### To be done
**1)** Name each distinct function or method the code on the vector projection page calls.
**2)** On the vector projection page, which array is assigned to b?
**3)** Extend the vector projection page from its last line.

### Document section
[start]

Projection and rejection of a vector (2D)

For a given \(\vec{a}\) and \(\vec{b}\),

\[\vec{c} = \frac{\langle \vec{a}, \vec{b}\rangle}{\langle \vec{a}, \vec{a}\rangle }\vec{a}, \qquad \vec{n} = \vec{b} - \vec{c}, \qquad \text{where } \langle \cdot, \cdot\rangle \text{ is a inner product.}\]

import numpy as np
import matplotlib.pyplot as plt

fig, ax = plt.subplots(1,1, figsize=(6,6))


a = np.array([5,2])
b = np.array([1,4])
ba = b -a
c = np.dot(a,b)/np.dot(a,a) * a
n = b - c

tdx = 0.2
plt.quiver(0,0, a[0],a[1], color='k',angles='xy', scale_units='xy', scale=1)#, label=r"$\mathbf{a}$")
ax.text(a[0]/2, a[1]/2-tdx, r"$\vec{a}$")

plt.quiver(0,0, b[0], b[1], color='k',angles='xy', scale_units='xy', scale=1)
ax.text(b[0]/2 - tdx, b[1]/2, r"$\vec{b}$")

[end]

Pointing dataset excerpts
[start]

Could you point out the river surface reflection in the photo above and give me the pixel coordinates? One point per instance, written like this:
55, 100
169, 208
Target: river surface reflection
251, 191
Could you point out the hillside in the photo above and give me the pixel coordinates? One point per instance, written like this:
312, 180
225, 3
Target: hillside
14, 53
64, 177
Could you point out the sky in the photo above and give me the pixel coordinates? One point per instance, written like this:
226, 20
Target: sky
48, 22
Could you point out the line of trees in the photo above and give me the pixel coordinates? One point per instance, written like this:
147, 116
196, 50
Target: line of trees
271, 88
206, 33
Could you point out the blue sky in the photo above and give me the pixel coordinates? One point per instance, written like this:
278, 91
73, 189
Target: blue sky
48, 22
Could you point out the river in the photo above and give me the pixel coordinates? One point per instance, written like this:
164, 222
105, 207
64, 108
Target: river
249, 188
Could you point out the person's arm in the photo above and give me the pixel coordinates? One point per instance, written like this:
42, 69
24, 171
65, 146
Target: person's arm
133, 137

[end]

### Responses to the exercise
**1)** plt.subplots, np.array, np.dot, plt.quiver, ax.text

**2)** np.array([1,4])

**3)**
plt.quiver(a[0],a[1], ba[0],ba[1], color='k',angles='xy', scale_units='xy', scale=1)
ax.text((b[0]+a[0])/2 + tdx , (b[1]+a[1])/2 + tdx, r"$\vec{b} - \vec{c}$")


plt.quiver(0,0, c[0], c[1], color="c",angles='xy', scale_units='xy', scale=1)
ax.text(c[0]/2, c[1]/2 -tdx, r"$\vec{c}$")

plt.quiver(c[0], c[1], n[0], n[1], color="m",angles='xy', scale_units='xy', scale=1)
ax.text((c[0] - n[0])/2 + tdx, (c[1] + n[1])/2, r"$\vec{n}$")


ax.set_xlim(0,5)
ax.set_ylim(0,5)
plt.show()